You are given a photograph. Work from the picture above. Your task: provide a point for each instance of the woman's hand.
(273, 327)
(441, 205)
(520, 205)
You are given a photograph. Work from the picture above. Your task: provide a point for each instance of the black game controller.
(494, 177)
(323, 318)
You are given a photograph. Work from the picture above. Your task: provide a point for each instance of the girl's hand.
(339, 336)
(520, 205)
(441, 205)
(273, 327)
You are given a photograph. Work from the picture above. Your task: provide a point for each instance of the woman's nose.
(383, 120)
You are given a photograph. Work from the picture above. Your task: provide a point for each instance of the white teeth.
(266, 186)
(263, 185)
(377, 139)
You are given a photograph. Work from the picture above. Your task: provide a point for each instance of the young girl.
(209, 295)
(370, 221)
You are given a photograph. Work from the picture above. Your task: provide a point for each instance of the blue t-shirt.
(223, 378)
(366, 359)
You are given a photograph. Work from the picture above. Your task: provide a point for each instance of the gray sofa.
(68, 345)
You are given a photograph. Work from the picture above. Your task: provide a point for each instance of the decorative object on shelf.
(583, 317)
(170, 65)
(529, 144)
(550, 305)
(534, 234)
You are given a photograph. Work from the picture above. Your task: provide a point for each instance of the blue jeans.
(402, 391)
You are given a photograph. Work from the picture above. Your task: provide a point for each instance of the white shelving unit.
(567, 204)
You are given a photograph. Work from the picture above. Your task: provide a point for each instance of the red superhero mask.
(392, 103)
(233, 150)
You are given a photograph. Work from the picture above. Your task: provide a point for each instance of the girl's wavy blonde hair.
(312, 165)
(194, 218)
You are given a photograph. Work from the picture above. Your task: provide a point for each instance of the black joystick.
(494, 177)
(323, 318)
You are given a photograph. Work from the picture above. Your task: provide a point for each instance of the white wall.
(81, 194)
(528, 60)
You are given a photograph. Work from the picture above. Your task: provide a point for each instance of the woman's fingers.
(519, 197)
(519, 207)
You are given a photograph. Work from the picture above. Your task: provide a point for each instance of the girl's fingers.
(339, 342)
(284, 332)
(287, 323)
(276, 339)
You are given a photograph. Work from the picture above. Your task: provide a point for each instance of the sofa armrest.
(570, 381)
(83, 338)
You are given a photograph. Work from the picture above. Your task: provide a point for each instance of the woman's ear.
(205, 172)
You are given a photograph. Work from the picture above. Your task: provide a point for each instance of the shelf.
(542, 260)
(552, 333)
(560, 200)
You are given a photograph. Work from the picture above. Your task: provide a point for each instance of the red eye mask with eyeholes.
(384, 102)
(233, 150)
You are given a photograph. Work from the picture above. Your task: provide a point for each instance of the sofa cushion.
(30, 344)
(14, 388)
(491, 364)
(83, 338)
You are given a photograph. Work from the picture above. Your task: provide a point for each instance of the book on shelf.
*-*-*
Problem description - Only the lines from the one that contains "of the shelf." to the end of the entries above should be given again, exactly and in full.

Response to the exercise -
You are given a photograph. Work from the picture above. Your task: provide a point for each instance of the shelf.
(542, 260)
(552, 333)
(560, 200)
You are given a photograph. Work from the picture above. Your task: provide a point for each instance of the red eye mask with eyeholes.
(384, 102)
(233, 150)
You are given a photograph. Work from the picture above. Your task: provide a point for each instance of the sofa cushion.
(30, 344)
(14, 388)
(491, 364)
(83, 338)
You are given a photograph. Work from the picture above. Your task: provide a point for each instance of the book on shelf.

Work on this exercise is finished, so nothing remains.